### Data to use
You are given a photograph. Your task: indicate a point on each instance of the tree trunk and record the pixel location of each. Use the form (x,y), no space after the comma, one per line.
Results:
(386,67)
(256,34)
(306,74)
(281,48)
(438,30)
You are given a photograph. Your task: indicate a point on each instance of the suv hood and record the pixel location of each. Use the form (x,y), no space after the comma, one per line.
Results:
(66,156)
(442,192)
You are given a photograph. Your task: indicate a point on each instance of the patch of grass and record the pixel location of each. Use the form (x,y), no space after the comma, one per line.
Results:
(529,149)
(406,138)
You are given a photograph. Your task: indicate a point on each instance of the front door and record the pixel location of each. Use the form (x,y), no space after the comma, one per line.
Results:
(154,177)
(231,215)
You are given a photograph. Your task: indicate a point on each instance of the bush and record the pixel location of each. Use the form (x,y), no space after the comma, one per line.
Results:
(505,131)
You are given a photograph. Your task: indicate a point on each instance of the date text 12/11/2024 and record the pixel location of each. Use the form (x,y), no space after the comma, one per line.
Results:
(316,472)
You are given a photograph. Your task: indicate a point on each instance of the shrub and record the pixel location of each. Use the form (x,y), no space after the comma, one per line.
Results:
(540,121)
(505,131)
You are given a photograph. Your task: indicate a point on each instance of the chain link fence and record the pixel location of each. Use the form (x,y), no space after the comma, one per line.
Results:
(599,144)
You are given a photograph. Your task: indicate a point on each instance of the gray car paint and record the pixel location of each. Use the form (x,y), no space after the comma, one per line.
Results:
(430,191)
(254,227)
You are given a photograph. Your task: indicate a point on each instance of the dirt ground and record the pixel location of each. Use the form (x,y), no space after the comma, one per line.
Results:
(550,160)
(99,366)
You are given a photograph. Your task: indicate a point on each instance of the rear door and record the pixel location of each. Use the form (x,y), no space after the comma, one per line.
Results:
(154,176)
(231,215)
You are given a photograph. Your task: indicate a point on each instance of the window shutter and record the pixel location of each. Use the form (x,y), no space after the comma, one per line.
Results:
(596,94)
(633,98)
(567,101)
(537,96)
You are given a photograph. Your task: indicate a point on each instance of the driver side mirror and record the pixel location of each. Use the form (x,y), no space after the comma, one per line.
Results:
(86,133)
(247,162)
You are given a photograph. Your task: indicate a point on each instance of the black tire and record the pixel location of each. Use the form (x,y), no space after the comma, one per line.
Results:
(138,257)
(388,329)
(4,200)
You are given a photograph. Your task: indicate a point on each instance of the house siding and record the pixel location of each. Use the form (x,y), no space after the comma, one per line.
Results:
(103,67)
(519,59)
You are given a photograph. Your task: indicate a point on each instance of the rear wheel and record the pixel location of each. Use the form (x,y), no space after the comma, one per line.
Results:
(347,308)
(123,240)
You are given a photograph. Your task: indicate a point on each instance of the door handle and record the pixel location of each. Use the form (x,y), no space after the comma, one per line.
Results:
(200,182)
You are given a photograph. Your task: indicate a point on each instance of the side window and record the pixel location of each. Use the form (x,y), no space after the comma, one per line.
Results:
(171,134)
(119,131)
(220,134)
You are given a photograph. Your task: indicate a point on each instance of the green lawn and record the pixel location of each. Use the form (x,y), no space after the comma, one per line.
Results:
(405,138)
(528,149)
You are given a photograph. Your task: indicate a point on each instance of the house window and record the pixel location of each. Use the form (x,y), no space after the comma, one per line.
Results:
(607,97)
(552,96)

### Required work
Copy out exactly the lines from the line with "the house window" to the end of the listing, including both of those lines, and give nothing else.

### Your solution
You are given a photograph. Your task: indicate a point on each instance of the house window and record the pixel location of each. Use the form (x,y), no space after the comma, one per line.
Results:
(607,97)
(552,96)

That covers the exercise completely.